Экономика как никогда прежде нуждалась в универсалиях, чтобы удерживать собственный порядок. Массовое производство, новые скорости и объёмы делали различие невыгодным — оно мешало эффективности. Наверняка вы слышали про тейлоризм или фордовские конвейеры. Мир должен был стать одинаковым, чтобы им можно было управлять. В итоге разнообразие оказалось слишком медленным и сложным для капиталистической системы, которая была заинтересована только в наращивании производства и увеличения прибыли.

Наряду с этим в начале XX века появляется феноменология — решительная философская попытка уйти от диктата универсалий. Эдмунд Гуссерль провозгласил: «Назад, к самим вещам!» и призывал вместо разговоров о всеобщем взглянуть на то, как мир раскрывается нам в непосредственном опыте. Вместо отвлеченных схем феноменология предлагает описывать явления так, как они даны сознанию, без предвзятых категорий. 

Сегодня для нас эта идея кажется очевидной. Мы понимаем мир не через универсальные истины, а через множество разных точек зрения, опираясь на собственное переживание того, что с нами происходит. Но осознание столь понятной для современного западного человека идеи пришло совсем недавно. На протяжении почти двух с половиной тысяч лет западноевропейская философия упорно искала единое объяснение всему на свете. Философы мечтали найти какую-то одну истину, принцип, систему, в которую можно было бы уложить все многообразие жизни. И только в XX веке стало ясно, что нет никакого «единого мира». Напротив, есть множество миров, их столько, сколько людей, историй, способов смотреть — бесчисленное количество. За Гуссерлем эту идею развивают Мартин Хайдеггер, Морис Мерло-Понти, Жан-Поль Сартр — каждый на свой лад. Хайдеггер делает центром философии переживание бытия-в-мире; Мерло-Понти настаивает, что тело и восприятие лежат в основе познания; Сартр утверждает, что существование предшествует сущности (то есть человек сначала живёт, принимает решения, действует, а уже потом становится кем-то), и провозглашает радикальную свободу выбора. В сущности, всех их объединяет одно — истину они ищут не в безличных формулах, а в самом потоке жизни, во множестве перспектив разнообразного опыта.

Этот поворот сделал возможным появление новых подходов и идей, ранее просто немыслимых. Вместо единого «универсального» голоса философия наконец услышала тех, кто были исключены из доминирующего дискурса. Без феноменологии не возникла бы и современная феминистская мысль, ведь она начинается с признания особого женского опыта (а затем и опытов разных женщин) который раньше скрывался в тени мужской нормы. Симона де Бовуар заявила: «женщиной не рождаются, ею становятся». Это значит, что не существует вечной «женской природы», а есть лишь путь, благодаря которому женщина становится собой. Позднее Люс Иригарей указала, что философский канон выдавал мужской взгляд за нейтральный и универсальный, оттеснял женское в разряд «Другого». Именно феноменология придала ценность этому «другому» голосу и дала ему шанс быть услышанным.

- - -

◆ **Что сделать**
- a) Продублируйте без изменений часть фрагмента о феноменологии, начиная со слов «Этот поворот сделал» и заканчивая словами «шанс быть услышанным.».
- b) Перескажите в виде списка абзац фрагмента о феноменологии, начинающийся словами «Этот поворот сделал возможным», сохранив его главные факты.

◆ **Представленные данные**
- - -

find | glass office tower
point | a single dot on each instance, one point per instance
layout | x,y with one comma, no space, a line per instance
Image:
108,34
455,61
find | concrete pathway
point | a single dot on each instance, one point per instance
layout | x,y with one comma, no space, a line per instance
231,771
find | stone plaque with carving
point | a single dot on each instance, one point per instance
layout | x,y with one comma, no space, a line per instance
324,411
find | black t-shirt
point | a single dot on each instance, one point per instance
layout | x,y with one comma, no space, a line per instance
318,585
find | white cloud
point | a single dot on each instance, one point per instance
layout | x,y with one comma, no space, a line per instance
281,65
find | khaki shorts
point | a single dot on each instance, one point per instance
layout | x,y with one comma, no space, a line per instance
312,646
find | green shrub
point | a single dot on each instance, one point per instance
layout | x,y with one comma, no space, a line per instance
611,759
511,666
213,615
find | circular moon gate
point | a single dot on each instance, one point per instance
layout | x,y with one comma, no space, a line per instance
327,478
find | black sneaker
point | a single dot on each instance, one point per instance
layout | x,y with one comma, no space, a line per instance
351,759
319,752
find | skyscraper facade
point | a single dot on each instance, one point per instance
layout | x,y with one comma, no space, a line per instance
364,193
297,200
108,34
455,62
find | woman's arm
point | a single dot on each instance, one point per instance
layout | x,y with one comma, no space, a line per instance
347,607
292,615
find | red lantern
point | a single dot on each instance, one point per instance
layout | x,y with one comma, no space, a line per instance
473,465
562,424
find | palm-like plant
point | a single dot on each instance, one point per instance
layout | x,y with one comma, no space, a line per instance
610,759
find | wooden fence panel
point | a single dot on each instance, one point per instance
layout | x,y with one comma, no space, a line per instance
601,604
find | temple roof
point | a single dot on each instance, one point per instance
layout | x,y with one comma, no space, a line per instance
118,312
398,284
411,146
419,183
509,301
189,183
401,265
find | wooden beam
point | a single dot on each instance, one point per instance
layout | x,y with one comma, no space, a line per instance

- - -

◆ **Ответы по заданиям**
- a)
Этот поворот сделал возможным появление новых подходов и идей, ранее просто немыслимых. Вместо единого «универсального» голоса философия наконец услышала тех, кто были исключены из доминирующего дискурса. Без феноменологии не возникла бы и современная феминистская мысль, ведь она начинается с признания особого женского опыта (а затем и опытов разных женщин) который раньше скрывался в тени мужской нормы. Симона де Бовуар заявила: «женщиной не рождаются, ею становятся». Это значит, что не существует вечной «женской природы», а есть лишь путь, благодаря которому женщина становится собой. Позднее Люс Иригарей указала, что философский канон выдавал мужской взгляд за нейтральный и универсальный, оттеснял женское в разряд «Другого». Именно феноменология придала ценность этому «другому» голосу и дала ему шанс быть услышанным.

- b)
- Этот поворот открыл путь новым подходам и идеям, прежде немыслимым.
- Вместо единого «универсального» голоса философия услышала тех, кто был исключён из доминирующего дискурса.
- Без феноменологии не возникла бы современная феминистская мысль. Она начинается с признания особого женского опыта (а затем и опытов разных женщин), который раньше скрывался в тени мужской нормы.
- Симона де Бовуар: «женщиной не рождаются, ею становятся». Вечной «женской природы» нет, есть лишь путь, благодаря которому женщина становится собой.
- Люс Иригарей: философский канон выдавал мужской взгляд за нейтральный и универсальный и оттеснял женское в разряд «Другого».
- Феноменология придала ценность этому «другому» голосу и дала ему шанс быть услышанным.